## [Task instructions]
Copy out every line exactly, passing over the pictures.

[START OF Task data]

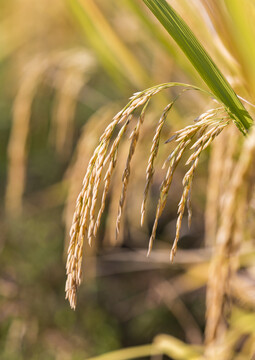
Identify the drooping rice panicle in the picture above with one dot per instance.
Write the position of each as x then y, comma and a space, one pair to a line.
85, 222
153, 154
107, 179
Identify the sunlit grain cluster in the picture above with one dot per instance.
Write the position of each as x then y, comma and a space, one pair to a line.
101, 166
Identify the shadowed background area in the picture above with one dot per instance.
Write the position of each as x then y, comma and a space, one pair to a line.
66, 68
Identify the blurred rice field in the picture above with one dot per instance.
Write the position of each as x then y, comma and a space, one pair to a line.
66, 68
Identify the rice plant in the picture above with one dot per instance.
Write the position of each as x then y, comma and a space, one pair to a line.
122, 171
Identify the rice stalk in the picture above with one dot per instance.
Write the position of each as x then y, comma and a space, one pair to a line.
86, 221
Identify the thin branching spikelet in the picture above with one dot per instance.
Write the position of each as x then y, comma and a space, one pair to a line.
87, 218
221, 266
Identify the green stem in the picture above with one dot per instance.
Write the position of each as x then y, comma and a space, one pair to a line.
201, 61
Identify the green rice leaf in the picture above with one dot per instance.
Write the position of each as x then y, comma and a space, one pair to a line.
201, 61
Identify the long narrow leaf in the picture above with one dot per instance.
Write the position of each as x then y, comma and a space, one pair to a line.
200, 59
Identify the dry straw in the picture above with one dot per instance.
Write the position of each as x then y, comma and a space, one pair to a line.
87, 218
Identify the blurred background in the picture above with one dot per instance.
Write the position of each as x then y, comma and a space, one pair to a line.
66, 68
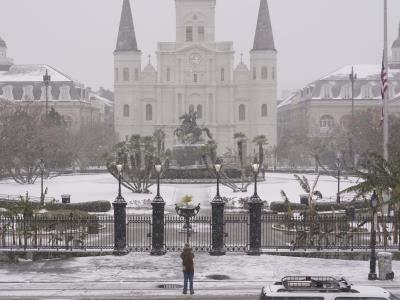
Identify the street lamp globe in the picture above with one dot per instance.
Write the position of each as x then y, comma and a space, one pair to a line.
158, 166
218, 165
374, 200
255, 165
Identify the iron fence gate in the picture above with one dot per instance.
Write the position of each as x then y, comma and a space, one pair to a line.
199, 233
138, 232
236, 230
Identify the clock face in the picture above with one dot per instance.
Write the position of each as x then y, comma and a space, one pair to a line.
195, 58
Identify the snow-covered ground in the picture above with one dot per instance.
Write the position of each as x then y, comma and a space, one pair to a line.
105, 187
144, 267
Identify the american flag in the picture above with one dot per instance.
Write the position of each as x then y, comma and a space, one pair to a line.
384, 81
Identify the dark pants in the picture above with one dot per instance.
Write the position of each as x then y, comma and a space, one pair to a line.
188, 276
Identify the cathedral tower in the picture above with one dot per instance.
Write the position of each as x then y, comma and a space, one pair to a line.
127, 71
263, 73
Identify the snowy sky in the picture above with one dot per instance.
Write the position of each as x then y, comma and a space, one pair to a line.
313, 37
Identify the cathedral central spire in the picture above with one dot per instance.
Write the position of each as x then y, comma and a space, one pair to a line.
264, 39
126, 35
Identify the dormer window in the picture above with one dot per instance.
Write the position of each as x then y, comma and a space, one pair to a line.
7, 92
326, 91
264, 73
27, 93
366, 91
64, 93
189, 34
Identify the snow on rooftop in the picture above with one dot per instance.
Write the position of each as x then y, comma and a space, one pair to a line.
364, 71
33, 73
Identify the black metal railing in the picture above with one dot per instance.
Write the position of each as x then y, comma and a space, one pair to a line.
138, 233
69, 233
59, 233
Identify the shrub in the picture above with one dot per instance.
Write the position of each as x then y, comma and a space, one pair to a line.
94, 206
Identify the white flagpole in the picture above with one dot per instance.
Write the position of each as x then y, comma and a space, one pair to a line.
386, 100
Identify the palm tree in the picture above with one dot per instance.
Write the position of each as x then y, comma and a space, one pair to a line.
260, 141
382, 176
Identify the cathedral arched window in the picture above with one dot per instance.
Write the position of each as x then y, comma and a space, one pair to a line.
346, 91
326, 122
126, 74
264, 73
199, 111
366, 91
136, 74
149, 112
264, 110
189, 34
126, 110
200, 33
242, 112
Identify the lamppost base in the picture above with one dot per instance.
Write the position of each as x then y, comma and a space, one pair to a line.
217, 252
158, 252
254, 252
120, 252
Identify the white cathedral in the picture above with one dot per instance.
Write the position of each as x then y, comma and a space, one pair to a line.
197, 73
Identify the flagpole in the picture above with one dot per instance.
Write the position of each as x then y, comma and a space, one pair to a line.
386, 100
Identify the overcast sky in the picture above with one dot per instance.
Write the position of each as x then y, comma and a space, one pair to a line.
313, 37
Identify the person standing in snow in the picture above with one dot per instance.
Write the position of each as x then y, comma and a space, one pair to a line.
187, 268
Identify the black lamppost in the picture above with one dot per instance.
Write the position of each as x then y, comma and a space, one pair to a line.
119, 206
339, 167
119, 197
217, 205
372, 258
46, 81
352, 77
255, 205
41, 166
217, 167
255, 166
158, 205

[END OF Task data]

## [Written solution]
Identify the drooping rice panicle in the picture above with one dot per instance.
Write the position of each as x then y, comma and a space, one pair to a line.
85, 222
153, 154
107, 179
Identify the sunlit grain cluster in the picture above with one dot per instance.
Write the position of each as x then y, comma and a space, one pair to a line.
101, 166
Identify the shadowed background area in the picture above with one dot per instance.
Write the position of each as x then y, comma and a space, one pair to a line.
66, 68
Identify the blurred rice field in the picture above with one dot per instance.
Write the position of each as x then y, comma and a space, one pair to a line.
66, 68
Identify the rice plant in the picture above with one dot per instance.
Write the position of each as x then y, comma and a space, one pair to a line.
122, 171
Identify the rice stalk in the picture above with one dot per instance.
Write the position of each as x then y, comma and a space, one pair to a line.
86, 221
Identify the thin branching spikelet in the picture above with one dot per instance.
Write the position of each as x then y, comma and a space, one pair to a line.
87, 218
221, 266
Identify the green stem in the picture above with one dot per instance.
Write the position of each as x then y, comma and a space, one pair to a line.
201, 61
Identify the green rice leaf in the picture above with one dot per instance.
Write the position of each as x then y, comma and a space, one pair to a line.
201, 61
Identify the long narrow leaf in the picture above with one dot per instance.
Write the position of each as x then y, comma and a space, one pair to a line.
200, 59
Identify the dry straw in the picture above with one dot per instance.
Write the position of each as x then y, comma and a space, one pair to a line.
87, 218
Identify the blurred background in the picture above with one dot per instance.
Write the position of each as x then y, comma and a space, one pair to a line.
66, 68
Identify the street lamp globe in the picture above with one dot per instance.
Write the position of each as x then y, comma and a space, one pair to a line.
158, 166
218, 165
374, 200
255, 165
Identify the iron fence gate in the picture above with one dot per instance.
Write the position of each as x then y, comma and a space, one pair to a line.
199, 233
138, 232
236, 230
Identify the clock face in the picture above with one dot per instance.
Write the position of each as x then y, comma and a space, one pair to a line.
195, 58
Identify the snow-covered ground in the picture above with one dot per instance.
Write the position of each as x then y, comma and a space, one pair to a line.
105, 187
144, 267
Identify the american flag in the picture above with one dot per instance.
Write the position of each as x then y, comma and a space, one pair to a line.
384, 81
Identify the dark pants in the picture above with one dot per instance.
Write the position of each as x then y, comma and a space, one pair to a line.
188, 276
Identify the cathedral tower in the picture above with one dot per instance.
Write the position of each as x then y, comma and a space, one pair to a line.
127, 71
263, 73
Identify the snowy sky in the picture above with one dot per instance.
Write the position of each as x then y, comma and a space, one pair to a line.
313, 37
Identify the cathedral central spire in the picture above with one dot per instance.
Write the position of each as x then y, comma and a space, one pair to a line.
264, 39
126, 35
Identify the dormer window in the picture above with one dot per instance.
Write the position of each as x then y, comma and a space, one pair to a line.
7, 92
326, 91
264, 73
27, 93
366, 91
64, 93
189, 34
Identify the snow on rooftop in the picture above with one dot per instance.
Write the position of each as x then y, comma and a space, one pair to a line.
364, 71
33, 73
Identify the black metal railing in the picture above with one dot per instance.
Write the position of each as x then y, comma and a space, one pair to a line.
138, 233
69, 233
59, 233
Identify the shrub in the picture above with one dot per instance.
Write the position of each as x then y, comma and a space, one pair to a line.
94, 206
Identify the white flagpole in the picture above with one dot per instance.
Write the position of each as x then y, comma and a space, one pair to a line.
386, 100
Identify the palm tree in the picture above with one dot per instance.
Write the position of each as x then y, comma and a space, one pair to a line.
260, 141
382, 176
Identify the cathedral arched window in the picture above with one dot per instance.
Write the position of each as x then y, comma and a space, one pair to a line.
346, 91
326, 122
126, 74
264, 73
199, 111
366, 91
136, 74
149, 112
264, 110
189, 34
126, 110
200, 33
242, 112
Identify the lamppost base in the picture above with one dot per instance.
Write the position of each as x then y, comma and a space, one pair to a line.
217, 252
158, 252
254, 252
120, 252
Identify the white cathedral in the picture above with one dot per instance.
Write the position of each as x then y, comma and a space, one pair to a line.
197, 73
Identify the flagpole in the picture above with one dot per instance.
Write the position of each as x then y, comma and a space, one pair to a line.
386, 100
Identify the overcast sky in the picture above with one dot per instance.
Write the position of each as x then y, comma and a space, one pair to a line.
313, 37
Identify the person standing in snow in the picture above with one dot per instance.
Write the position of each as x then y, comma and a space, one pair to a line.
187, 268
Identify the black lamppost in the picture above with one dot per instance.
Write the position of each as x then y, comma and a space, one pair to a line.
119, 206
339, 167
119, 197
217, 205
372, 258
46, 81
352, 77
255, 205
41, 166
217, 167
255, 166
158, 205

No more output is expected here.